[[ Provided records open ]]

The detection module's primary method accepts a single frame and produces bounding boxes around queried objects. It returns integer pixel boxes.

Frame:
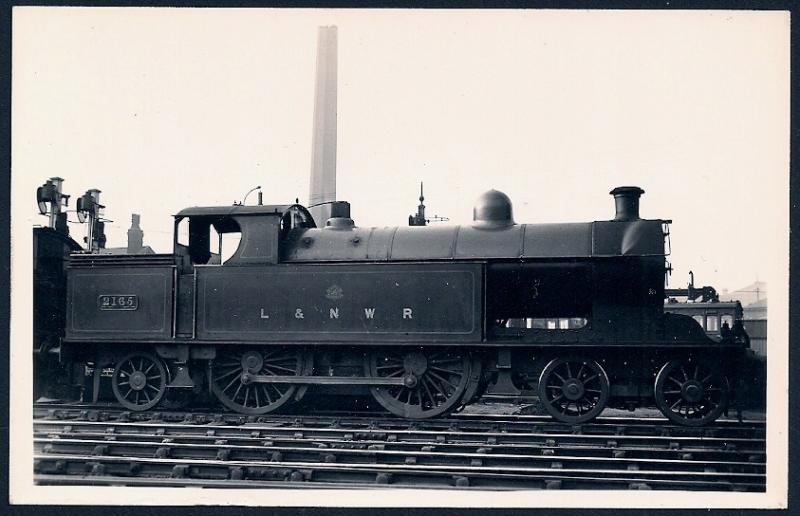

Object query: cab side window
[175,216,241,266]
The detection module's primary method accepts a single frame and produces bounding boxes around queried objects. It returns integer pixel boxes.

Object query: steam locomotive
[33,181,751,426]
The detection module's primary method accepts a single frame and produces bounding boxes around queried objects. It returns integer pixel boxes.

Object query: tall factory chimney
[308,25,338,226]
[127,214,144,254]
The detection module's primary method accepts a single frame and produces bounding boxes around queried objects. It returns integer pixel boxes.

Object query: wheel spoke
[232,383,243,402]
[261,384,272,405]
[427,370,458,390]
[213,368,240,383]
[428,357,463,365]
[425,375,447,398]
[421,378,436,407]
[264,364,300,374]
[222,374,241,393]
[376,364,404,371]
[262,354,294,363]
[430,366,463,375]
[668,376,683,387]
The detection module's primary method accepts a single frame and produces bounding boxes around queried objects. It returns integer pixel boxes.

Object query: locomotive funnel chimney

[[ Provided records closed ]]

* **What is expected**:
Copy each line of the records above without change, but do not include any picture.

* **Output of the task**:
The detection module's primary method accepts a single frame and produces bounding boxes around queried objects. It returns integer pixel boxes.

Frame:

Object query: cab side window
[175,216,241,266]
The detection module's primary method accepts a single frame and produces bounding boxes around queried objects. It returns integer pixel boxes.

Object query: steam locomotive
[33,181,751,426]
The detection module's primary method accepts a single frame and produces bounding boxes around queried objects. It returns integer pixel boxes.

Object query: tall factory chimney
[308,25,338,226]
[127,214,144,254]
The detection module's primary method accepts a single frame and produces bounding boxes around queried objects. It returns integer pixel boxes.

Object query: wheel spoke
[232,383,243,402]
[261,384,272,405]
[427,370,458,390]
[213,368,240,383]
[428,357,463,365]
[425,375,447,398]
[421,378,436,407]
[264,364,300,374]
[222,374,241,393]
[376,364,404,371]
[262,354,294,363]
[430,366,463,375]
[668,376,683,387]
The detection module's primary method accepts a single frame and produces bounding boxes around queried objects. It returns integer pixel boxes.

Object query: locomotive funnel chimney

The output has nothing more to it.